Goal of the exercise:
Continue the article about Cassian Cheung and Next Media's animated news from the point where it stops.

Provided text:
+ + +

Rewriting the news,
one animation at a Time
Cassian Cheung '78 modernizes news delivery with the help of animation and an inventive brand
In 2008, Next Media Ltd., like many media companies, was struggling with how to expand its mission beyond print into digital.
"We were at a crossroads," says Cassian Cheung '78, CEO and executive director of Next Media, which publishes popular Chinese-language newspapers, magazines and websites in Hong Kong and Taiwan, including Apple Daily. At that time, he says, Next founder Jimmy Lai had a realization: He was watching a TV newscast when it dawned on him that it would make more sense to show the story instead of talk about it.
Next Media set about realizing Lai's vision, developing technology that would enable the company to quickly produce realistic animation for its online news segments.
"We had lots of obstacles," Cheung says of the broadband and technology hurdles, but now the company can turn around a 30- to 60-second animated news clip in about 90 minutes. For instance, its segment on Tiger Woods' now-infamous car accident, he says, "went viral all over the world; within a week, we got millions and millions of views."

+ + +

Saved entries:

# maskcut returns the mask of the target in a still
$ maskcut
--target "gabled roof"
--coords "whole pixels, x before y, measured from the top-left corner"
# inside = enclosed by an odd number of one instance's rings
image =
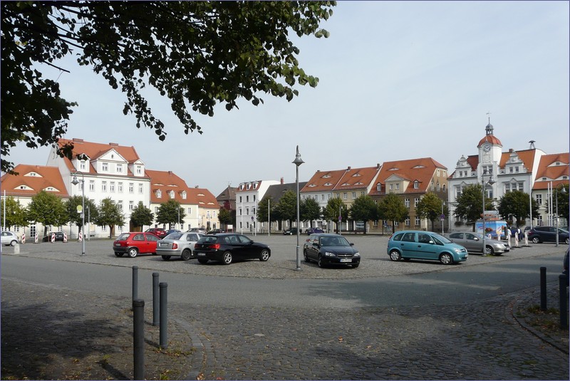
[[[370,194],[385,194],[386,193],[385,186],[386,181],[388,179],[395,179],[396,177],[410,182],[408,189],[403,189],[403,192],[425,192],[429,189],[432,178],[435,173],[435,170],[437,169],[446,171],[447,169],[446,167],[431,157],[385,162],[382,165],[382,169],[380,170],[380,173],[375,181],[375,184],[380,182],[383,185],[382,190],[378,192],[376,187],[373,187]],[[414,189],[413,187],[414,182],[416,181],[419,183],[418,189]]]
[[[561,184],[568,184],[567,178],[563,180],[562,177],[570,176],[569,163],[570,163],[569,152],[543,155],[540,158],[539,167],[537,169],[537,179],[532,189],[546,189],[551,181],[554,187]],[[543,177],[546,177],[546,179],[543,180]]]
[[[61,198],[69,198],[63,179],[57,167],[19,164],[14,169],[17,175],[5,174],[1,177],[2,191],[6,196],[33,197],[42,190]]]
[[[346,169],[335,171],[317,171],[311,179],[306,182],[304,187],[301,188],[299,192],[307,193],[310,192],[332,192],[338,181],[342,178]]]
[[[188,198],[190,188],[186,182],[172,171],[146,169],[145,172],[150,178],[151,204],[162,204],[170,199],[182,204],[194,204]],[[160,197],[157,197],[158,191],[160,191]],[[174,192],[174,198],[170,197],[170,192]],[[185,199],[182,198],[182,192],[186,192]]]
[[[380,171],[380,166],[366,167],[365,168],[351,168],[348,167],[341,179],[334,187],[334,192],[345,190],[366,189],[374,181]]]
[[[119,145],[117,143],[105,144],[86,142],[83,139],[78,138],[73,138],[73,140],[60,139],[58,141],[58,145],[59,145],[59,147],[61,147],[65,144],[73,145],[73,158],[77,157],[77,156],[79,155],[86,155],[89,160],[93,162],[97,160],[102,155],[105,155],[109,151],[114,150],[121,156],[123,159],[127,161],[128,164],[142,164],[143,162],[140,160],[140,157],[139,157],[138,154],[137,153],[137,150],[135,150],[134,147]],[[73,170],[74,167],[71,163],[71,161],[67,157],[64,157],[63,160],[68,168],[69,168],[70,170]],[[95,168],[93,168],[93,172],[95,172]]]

+ + +

Expected answer:
Today, Next Media is the largest print media company in Hong Kong, with nearly 4,000 employees and a strong following in Taiwan. In Hong Kong, where seven out of 10 mobile news viewers watch Apple Daily online, it is considered the second-largest television company in the market. The animated news has spiked Next Media's daily downloads and clicks to 20 million a day from 2 million a day before they were rolled out.
Expanding Next Media's audience is one of the biggest challenges for Cheung, who previously ran Wal-Mart China as president from 2002 to 2005. Instead of daily sales reports, he now studies daily traffic reports, figuring out new ways to grow Next Media's online community and how to monetize content through fun advertising sponsorships, such as animated interactive games.
Cassian Cheung '78
CEO and Executive Director, Next Media Ltd.
Other media outlets are noticing Next Media's traction. It has a syndication deal with Reuters and a distribution foothold in the U.S. It also recently struck a deal with Northwestern's Medill School of Journalism to educate students about animated news, which Cheung, who is also an adjunct professor at Hong Kong University of Science and Technology, says is harder than it looks. "We spent a year developing models," he says, verifying the accuracy of everything from car models to the side of the street on which a car drives. "You have to show it as close to real as possible."
And while censors block Next Media in mainland China, there are plenty of other growth opportunities in Asia. The company currently has a pilot program in Japan, where Cheung says newscasts are predominantly anchors reading the news.
"We're certainly going to be disruptive in those markets," he says. "Disruptive, that's part of the DNA of the brand."